## PODANY FRAGMENT
————
Reklama

Niedziela Zamojsko - Lubaczowska

Słowo blisko ciebie

Powtarzalność, wytrwałość, głębia

Bądź na bieżąco!

Zapisz się do newslettera

Trwali oni w nauce Apostołów i we wspólnocie, w łamaniu chleba i w modlitwach
(Dz 2, 42)

Jakiś czas temu bardzo mnie zasmuciło stwierdzenie jednego z czołowych ludzi polskiego show-biznesu, który, wypowiadając się w publicznym radiu, stwierdził, że z rozmachem przygotowuje pewną wakacyjną imprezę, ponieważ nie chce, aby była ona „nudna jak msza w kościele”. W tej wypowiedzi ujawniło się nie tylko zupełne niezrozumienie wartości Eucharystii czy też pomieszanie porządków sacrum i profanum, ale przede wszystkim brak szacunku wobec chrześcijan, dla których „Eucharystia jest źródłem oraz szczytem całego życia (…)” (KKK 1324).
————
Elementy ze zbioru danych:
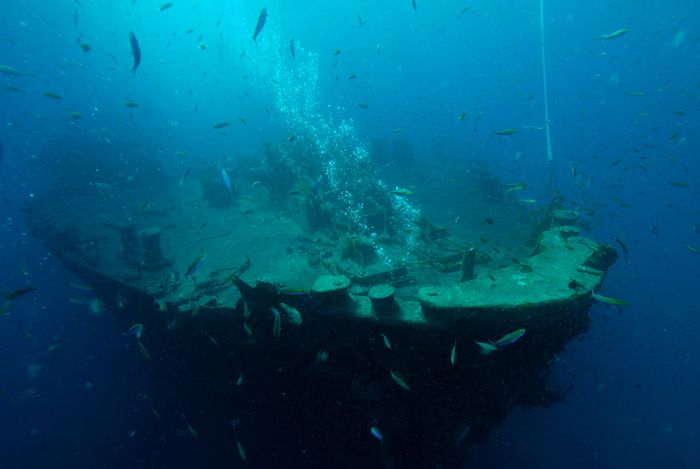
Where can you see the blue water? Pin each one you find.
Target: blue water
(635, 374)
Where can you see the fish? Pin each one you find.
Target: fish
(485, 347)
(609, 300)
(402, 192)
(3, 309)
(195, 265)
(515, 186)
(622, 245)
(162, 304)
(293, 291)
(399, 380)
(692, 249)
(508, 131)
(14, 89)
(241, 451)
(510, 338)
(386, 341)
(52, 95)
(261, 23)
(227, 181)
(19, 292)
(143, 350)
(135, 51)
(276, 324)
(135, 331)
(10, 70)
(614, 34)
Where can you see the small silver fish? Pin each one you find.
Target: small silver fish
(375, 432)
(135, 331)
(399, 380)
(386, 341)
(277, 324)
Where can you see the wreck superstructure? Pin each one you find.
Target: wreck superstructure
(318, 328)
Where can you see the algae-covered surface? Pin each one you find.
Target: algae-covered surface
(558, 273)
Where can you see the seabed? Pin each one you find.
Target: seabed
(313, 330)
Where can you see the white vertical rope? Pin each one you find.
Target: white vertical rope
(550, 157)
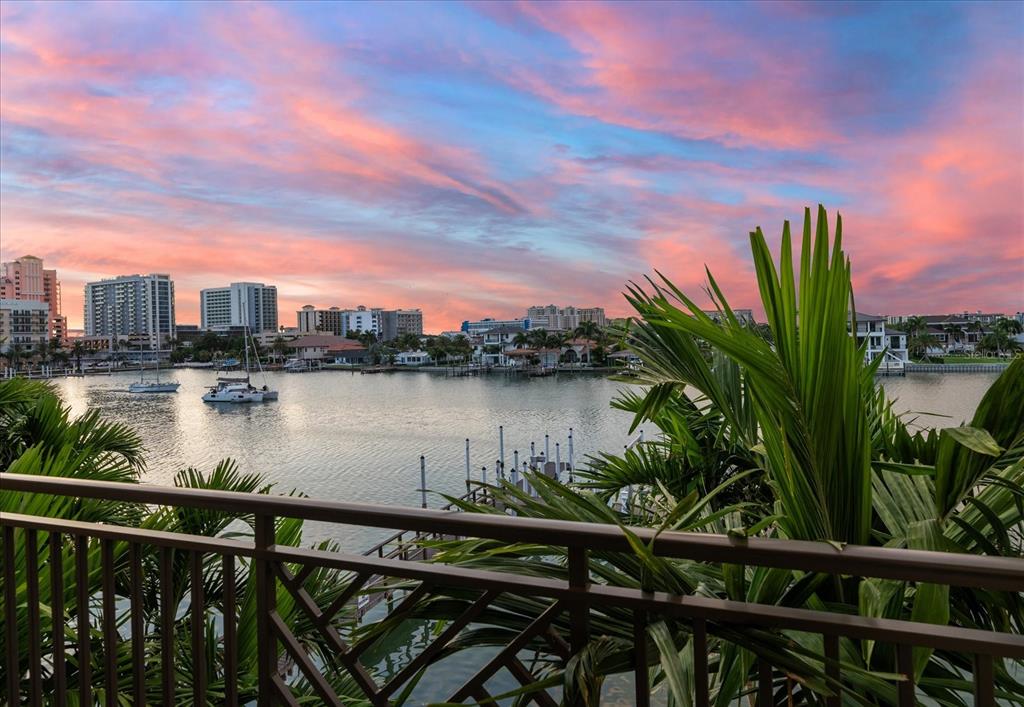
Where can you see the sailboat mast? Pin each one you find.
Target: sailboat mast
————
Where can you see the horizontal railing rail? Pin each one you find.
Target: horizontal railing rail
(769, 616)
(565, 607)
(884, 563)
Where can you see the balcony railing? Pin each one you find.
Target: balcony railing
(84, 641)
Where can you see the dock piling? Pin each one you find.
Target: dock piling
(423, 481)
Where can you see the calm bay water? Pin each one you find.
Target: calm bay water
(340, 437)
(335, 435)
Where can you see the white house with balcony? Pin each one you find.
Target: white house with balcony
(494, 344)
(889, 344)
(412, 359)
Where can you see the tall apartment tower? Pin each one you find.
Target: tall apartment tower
————
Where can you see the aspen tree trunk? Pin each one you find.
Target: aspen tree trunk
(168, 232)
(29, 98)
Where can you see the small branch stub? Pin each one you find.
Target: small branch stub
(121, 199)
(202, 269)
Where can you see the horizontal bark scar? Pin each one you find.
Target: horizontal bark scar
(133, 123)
————
## POLECENIE
Gdzie, według tekstu o Eucharystii, wypowiadał się jeden z czołowych ludzi polskiego show-biznesu? Dane pochodzą z innego źródła niż tekst o Eucharystii.

## WYNIK ĆWICZENIA
W publicznym radiu.